Required action | Return verbatim the line containing "hey what's the bounding box for every area" together with all lines that follow it in the records, and no other material.

┌─ Records shown

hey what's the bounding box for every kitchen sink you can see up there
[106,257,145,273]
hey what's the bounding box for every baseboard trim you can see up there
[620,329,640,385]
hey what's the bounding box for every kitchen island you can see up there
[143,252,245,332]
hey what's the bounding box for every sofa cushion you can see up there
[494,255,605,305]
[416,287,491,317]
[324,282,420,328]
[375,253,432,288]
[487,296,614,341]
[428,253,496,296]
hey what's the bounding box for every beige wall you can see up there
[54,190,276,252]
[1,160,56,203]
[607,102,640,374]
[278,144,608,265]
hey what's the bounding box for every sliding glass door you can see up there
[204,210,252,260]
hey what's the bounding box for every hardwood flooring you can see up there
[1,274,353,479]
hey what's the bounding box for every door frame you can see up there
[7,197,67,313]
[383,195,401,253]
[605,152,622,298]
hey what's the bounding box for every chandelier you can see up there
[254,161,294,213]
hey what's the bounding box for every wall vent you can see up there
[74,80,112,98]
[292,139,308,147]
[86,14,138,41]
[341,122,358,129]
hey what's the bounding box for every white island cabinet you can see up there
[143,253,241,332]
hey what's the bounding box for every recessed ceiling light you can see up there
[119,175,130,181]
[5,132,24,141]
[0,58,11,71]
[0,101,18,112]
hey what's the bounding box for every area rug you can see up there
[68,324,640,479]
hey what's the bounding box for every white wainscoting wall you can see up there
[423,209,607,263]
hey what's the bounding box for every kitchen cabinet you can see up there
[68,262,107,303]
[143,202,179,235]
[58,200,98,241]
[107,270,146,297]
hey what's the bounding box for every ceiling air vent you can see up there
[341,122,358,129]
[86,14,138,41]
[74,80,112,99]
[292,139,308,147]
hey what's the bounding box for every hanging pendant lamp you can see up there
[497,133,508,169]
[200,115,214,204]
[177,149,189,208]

└─

Solution |
hey what's the bounding box for every area rug you can see up there
[68,324,640,479]
hey what's the bounding box for every white wainscoting wall you can see up there
[423,209,607,263]
hey what's the bounding box for every kitchen cabinet you can see up there
[68,262,107,303]
[143,202,179,235]
[58,200,98,241]
[107,270,146,297]
hey what's the bounding box for every ceiling air vent you can see up there
[341,122,358,129]
[86,14,138,41]
[74,80,112,99]
[292,139,308,147]
hey what's the bounding box for every hanging pendant lamp you can see up there
[497,133,508,169]
[200,115,214,204]
[177,149,189,208]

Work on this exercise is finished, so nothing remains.